Task to complete:
The answer is the full listing below, copied exactly, with its pictures omitted.
BEGIN Input data
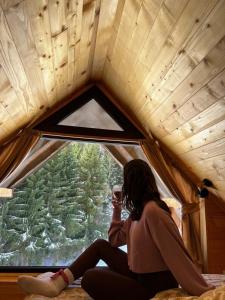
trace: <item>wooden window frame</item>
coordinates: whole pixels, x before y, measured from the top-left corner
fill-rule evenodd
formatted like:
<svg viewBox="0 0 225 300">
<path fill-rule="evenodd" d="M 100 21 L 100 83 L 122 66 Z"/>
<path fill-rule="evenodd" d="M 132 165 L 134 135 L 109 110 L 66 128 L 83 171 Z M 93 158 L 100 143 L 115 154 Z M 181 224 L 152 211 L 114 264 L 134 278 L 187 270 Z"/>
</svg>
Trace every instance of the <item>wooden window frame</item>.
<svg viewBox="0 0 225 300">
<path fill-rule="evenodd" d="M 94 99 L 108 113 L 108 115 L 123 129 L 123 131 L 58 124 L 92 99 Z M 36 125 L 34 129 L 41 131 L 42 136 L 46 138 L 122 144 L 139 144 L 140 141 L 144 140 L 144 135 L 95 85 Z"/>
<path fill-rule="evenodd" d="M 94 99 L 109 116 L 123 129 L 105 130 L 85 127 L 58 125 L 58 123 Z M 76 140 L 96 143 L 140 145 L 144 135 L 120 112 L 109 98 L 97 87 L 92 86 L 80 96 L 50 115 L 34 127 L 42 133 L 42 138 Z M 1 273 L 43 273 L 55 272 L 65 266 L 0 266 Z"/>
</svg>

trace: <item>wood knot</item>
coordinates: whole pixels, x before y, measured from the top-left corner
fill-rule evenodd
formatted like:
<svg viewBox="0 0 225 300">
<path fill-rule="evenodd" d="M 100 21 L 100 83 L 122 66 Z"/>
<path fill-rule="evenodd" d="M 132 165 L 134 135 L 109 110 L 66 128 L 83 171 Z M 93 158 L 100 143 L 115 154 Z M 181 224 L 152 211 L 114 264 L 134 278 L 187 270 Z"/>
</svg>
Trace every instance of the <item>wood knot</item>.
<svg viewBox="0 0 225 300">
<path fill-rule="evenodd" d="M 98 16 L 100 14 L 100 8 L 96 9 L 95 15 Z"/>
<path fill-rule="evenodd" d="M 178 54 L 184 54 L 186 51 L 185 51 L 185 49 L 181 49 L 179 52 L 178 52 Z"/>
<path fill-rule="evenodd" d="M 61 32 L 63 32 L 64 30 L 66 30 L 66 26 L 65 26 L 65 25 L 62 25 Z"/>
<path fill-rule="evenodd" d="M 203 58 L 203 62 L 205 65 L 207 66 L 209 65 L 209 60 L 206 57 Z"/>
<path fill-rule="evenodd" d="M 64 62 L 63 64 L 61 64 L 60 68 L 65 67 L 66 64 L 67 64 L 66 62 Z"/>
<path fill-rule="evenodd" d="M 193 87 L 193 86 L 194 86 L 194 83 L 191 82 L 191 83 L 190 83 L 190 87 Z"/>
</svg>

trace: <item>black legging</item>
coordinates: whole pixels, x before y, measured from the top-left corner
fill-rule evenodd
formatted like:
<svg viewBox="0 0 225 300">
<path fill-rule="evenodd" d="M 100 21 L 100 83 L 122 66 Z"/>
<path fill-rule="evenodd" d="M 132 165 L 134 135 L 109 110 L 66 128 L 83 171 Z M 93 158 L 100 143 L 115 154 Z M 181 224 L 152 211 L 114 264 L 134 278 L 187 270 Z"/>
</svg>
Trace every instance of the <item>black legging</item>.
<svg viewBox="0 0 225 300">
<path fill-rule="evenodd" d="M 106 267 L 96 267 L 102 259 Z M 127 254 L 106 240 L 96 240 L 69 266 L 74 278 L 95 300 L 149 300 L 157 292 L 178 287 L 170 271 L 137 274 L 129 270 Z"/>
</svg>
END Input data
Written answer:
trace: <item>wooden window frame</item>
coordinates: whole pixels, x before y, measured from the top-left corner
fill-rule evenodd
formatted like:
<svg viewBox="0 0 225 300">
<path fill-rule="evenodd" d="M 100 21 L 100 83 L 122 66 Z"/>
<path fill-rule="evenodd" d="M 132 165 L 134 135 L 109 110 L 66 128 L 83 171 Z M 93 158 L 100 143 L 115 154 Z M 181 224 L 152 211 L 114 264 L 134 278 L 187 270 Z"/>
</svg>
Trace every instance of the <item>wooden window frame</item>.
<svg viewBox="0 0 225 300">
<path fill-rule="evenodd" d="M 94 99 L 108 113 L 108 115 L 123 129 L 123 131 L 58 124 L 92 99 Z M 36 125 L 34 129 L 41 131 L 42 136 L 46 138 L 122 144 L 139 144 L 140 141 L 144 140 L 144 135 L 95 85 Z"/>
<path fill-rule="evenodd" d="M 94 99 L 109 116 L 123 129 L 105 130 L 85 127 L 58 125 L 58 123 Z M 76 140 L 96 143 L 140 145 L 144 135 L 120 112 L 109 98 L 97 87 L 92 86 L 80 96 L 50 115 L 34 127 L 42 133 L 42 138 Z M 1 273 L 43 273 L 55 272 L 65 266 L 0 266 Z"/>
</svg>

trace: <item>wood knot</item>
coordinates: whole pixels, x before y, measured from the top-left corner
fill-rule evenodd
formatted like:
<svg viewBox="0 0 225 300">
<path fill-rule="evenodd" d="M 100 21 L 100 83 L 122 66 Z"/>
<path fill-rule="evenodd" d="M 132 165 L 134 135 L 109 110 L 66 128 L 83 171 Z M 93 158 L 100 143 L 115 154 Z M 181 224 L 152 211 L 114 264 L 134 278 L 187 270 Z"/>
</svg>
Trace every instance of the <item>wood knot</item>.
<svg viewBox="0 0 225 300">
<path fill-rule="evenodd" d="M 98 16 L 100 14 L 100 8 L 96 9 L 95 15 Z"/>
<path fill-rule="evenodd" d="M 178 54 L 184 54 L 186 51 L 185 51 L 185 49 L 181 49 L 179 52 L 178 52 Z"/>
<path fill-rule="evenodd" d="M 61 32 L 63 32 L 64 30 L 66 30 L 66 26 L 65 26 L 65 25 L 62 25 Z"/>
<path fill-rule="evenodd" d="M 203 58 L 203 62 L 205 65 L 207 66 L 209 65 L 209 60 L 206 57 Z"/>
<path fill-rule="evenodd" d="M 64 62 L 63 64 L 61 64 L 60 68 L 65 67 L 66 64 L 67 64 L 66 62 Z"/>
<path fill-rule="evenodd" d="M 193 87 L 193 86 L 194 86 L 194 83 L 191 82 L 191 83 L 190 83 L 190 87 Z"/>
</svg>

trace: <item>black legging</item>
coordinates: whole pixels, x before y, measured from the top-left corner
fill-rule evenodd
formatted like:
<svg viewBox="0 0 225 300">
<path fill-rule="evenodd" d="M 100 21 L 100 83 L 122 66 Z"/>
<path fill-rule="evenodd" d="M 132 165 L 134 135 L 109 110 L 66 128 L 83 171 Z M 93 158 L 100 143 L 115 154 Z M 181 224 L 152 211 L 114 264 L 134 278 L 187 270 Z"/>
</svg>
Trace every instance of the <item>black legging</item>.
<svg viewBox="0 0 225 300">
<path fill-rule="evenodd" d="M 106 267 L 96 267 L 102 259 Z M 127 254 L 106 240 L 96 240 L 69 266 L 74 278 L 95 300 L 149 300 L 157 292 L 178 287 L 170 271 L 137 274 L 129 270 Z"/>
</svg>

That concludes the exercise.